### TO DO:
Each line below has to be output exactly, from first to last.

=== PROVIDED MATERIAL ===

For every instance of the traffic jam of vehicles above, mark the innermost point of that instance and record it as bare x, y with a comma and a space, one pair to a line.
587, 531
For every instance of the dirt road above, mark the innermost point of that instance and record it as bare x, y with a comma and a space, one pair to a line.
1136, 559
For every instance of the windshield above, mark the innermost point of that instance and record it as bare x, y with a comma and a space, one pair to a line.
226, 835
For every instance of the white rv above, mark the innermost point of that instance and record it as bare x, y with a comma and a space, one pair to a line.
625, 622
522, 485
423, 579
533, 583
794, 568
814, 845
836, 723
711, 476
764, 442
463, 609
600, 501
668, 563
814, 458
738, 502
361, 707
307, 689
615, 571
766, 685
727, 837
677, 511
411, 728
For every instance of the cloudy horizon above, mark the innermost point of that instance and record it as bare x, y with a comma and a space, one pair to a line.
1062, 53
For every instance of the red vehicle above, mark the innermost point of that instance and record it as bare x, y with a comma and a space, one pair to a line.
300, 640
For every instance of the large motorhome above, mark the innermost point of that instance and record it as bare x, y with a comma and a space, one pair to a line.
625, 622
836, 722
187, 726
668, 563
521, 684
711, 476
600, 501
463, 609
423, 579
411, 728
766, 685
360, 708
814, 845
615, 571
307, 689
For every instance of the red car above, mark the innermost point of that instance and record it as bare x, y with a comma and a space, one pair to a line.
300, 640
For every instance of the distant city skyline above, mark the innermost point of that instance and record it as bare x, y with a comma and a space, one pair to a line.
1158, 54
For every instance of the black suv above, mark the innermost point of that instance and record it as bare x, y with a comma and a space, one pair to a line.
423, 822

===

### THE ANSWER:
For every instance of the traffic jam of vehicles above, mark the innermost point of that instance and record it as bare x, y with a comma and a space, one pair to a line.
587, 531
For every instance of the dirt road above, mark the innermost point of that instance and record it as bare x, y with a comma and a space, one pair to a line.
1136, 559
For every instance of the windshield above, mark the innermost point of that instance and record it as bare x, y with a comma and a space, one pair to a line.
226, 835
For every instance of the white rv above, mark the innermost point of that instance and record it as bare x, y with a comma and a space, one pair to a line.
625, 622
522, 485
423, 579
533, 583
794, 568
814, 845
836, 723
711, 476
764, 442
463, 609
600, 501
668, 563
814, 458
738, 502
361, 707
307, 689
615, 571
766, 685
727, 837
677, 511
411, 728
For every instance of the cloudy horizon above, mark the innermost point of that instance and record it as bare x, y with a comma and a space, one pair to a line.
1062, 53
For every instance of the red vehicle above, mark the innermost point of that instance and record it as bare x, y with a comma and a space, one pair to a line.
300, 640
For every instance of the large motorhome above, mark the innermost point of that instance and record it as bare x, y with a comma and a space, one pair to a line.
625, 622
836, 722
187, 726
668, 563
521, 684
711, 476
600, 501
463, 609
423, 579
411, 728
766, 685
360, 708
814, 845
615, 571
307, 689
For every instance of the red car above, mark the innermost point of that instance and record it as bare x, y with a comma and a space, one pair to a line.
300, 640
For every instance of the distant city skyline above, mark the innermost point of that instance and record it as bare x, y with a comma and a space, one pair to a line.
1158, 54
For every instance of the black suv above, mark the innermost point of that instance and record it as bare x, y with a comma and a space, one pair to a line.
423, 822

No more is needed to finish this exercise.